- Set exercise
Gather every line in the items below that contains the string "like", and copy each such line in full. Case counts when matching.

- Data for this task
====================
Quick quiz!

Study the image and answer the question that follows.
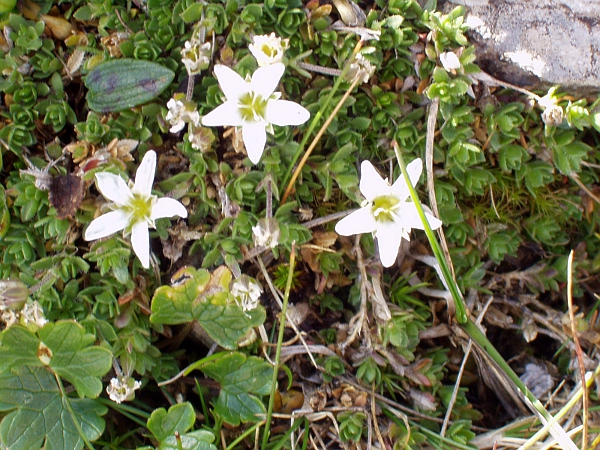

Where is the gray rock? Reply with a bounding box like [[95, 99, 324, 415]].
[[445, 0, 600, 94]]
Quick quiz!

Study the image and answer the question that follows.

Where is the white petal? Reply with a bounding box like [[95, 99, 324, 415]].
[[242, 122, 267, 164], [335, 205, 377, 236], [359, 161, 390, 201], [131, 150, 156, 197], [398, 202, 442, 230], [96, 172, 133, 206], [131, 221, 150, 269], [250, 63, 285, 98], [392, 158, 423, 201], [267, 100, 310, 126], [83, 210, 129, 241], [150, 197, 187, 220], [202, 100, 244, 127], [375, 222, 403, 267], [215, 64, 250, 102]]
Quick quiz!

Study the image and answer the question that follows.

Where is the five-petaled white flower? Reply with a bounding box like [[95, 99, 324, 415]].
====================
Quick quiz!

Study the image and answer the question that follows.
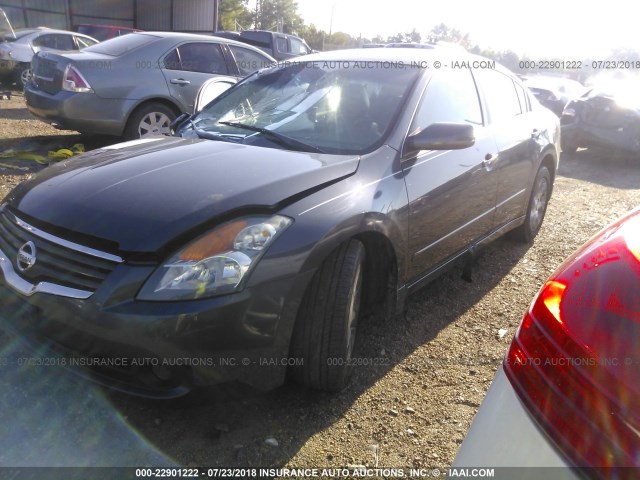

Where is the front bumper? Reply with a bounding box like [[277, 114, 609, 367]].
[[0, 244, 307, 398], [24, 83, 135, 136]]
====================
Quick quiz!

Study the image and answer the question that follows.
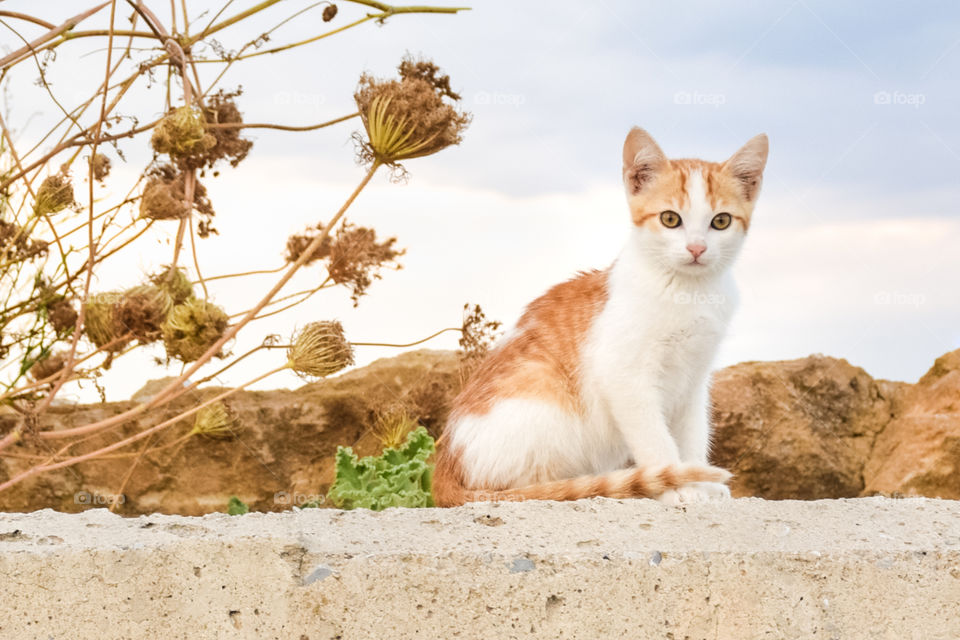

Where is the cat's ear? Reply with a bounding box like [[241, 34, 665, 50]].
====================
- Complete answer
Where is the gray rock? Reply with a bounding box like [[95, 99, 324, 415]].
Where is the white petal? Reply with a bounding box like [[95, 99, 324, 415]].
Where is the five-petaled white flower? Reply with a bounding box like [[95, 99, 324, 415]].
Where is the front bumper? Reply with a bounding box like [[277, 114, 609, 367]].
Where is the cat's ear? Reply with a bounding box like [[241, 34, 665, 50]].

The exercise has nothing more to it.